Bounding-box records:
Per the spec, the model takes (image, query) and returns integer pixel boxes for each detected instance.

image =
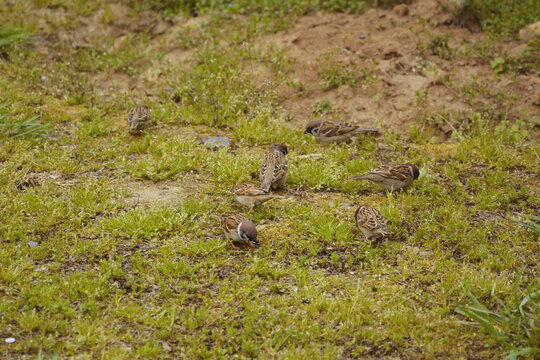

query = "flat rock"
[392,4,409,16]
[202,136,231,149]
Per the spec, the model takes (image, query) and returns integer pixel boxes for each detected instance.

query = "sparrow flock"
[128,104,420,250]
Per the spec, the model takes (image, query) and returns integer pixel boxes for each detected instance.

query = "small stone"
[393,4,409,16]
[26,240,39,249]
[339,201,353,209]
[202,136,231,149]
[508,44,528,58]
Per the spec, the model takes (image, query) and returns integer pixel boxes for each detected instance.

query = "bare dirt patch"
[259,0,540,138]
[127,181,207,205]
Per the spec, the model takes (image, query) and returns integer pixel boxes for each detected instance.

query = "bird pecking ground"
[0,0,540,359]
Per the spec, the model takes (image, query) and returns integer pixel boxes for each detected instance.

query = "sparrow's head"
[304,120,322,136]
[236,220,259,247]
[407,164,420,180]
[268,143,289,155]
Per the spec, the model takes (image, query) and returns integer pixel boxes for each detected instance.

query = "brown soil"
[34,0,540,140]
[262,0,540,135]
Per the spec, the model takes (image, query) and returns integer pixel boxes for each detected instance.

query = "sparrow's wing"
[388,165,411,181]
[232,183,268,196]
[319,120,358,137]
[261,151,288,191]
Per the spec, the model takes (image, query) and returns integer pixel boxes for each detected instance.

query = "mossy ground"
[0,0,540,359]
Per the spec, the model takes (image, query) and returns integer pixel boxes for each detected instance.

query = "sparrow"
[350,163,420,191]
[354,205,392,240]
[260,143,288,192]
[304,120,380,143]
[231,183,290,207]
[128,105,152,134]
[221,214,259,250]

---

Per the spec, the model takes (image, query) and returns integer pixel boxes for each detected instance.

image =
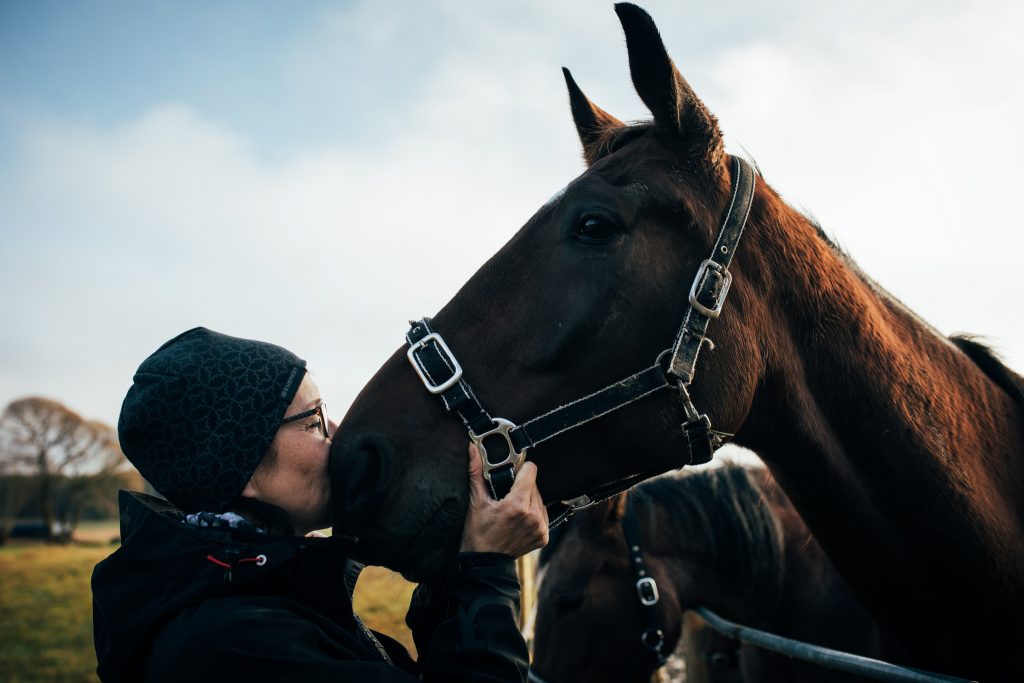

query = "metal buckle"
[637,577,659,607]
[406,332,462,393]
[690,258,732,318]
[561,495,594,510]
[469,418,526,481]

### GIVEN EXERCISE
Please list every line of the rows above that contains the word "ground".

### RESULT OF THIS EXERCISE
query = "bird pecking ground"
query = "mossy ground"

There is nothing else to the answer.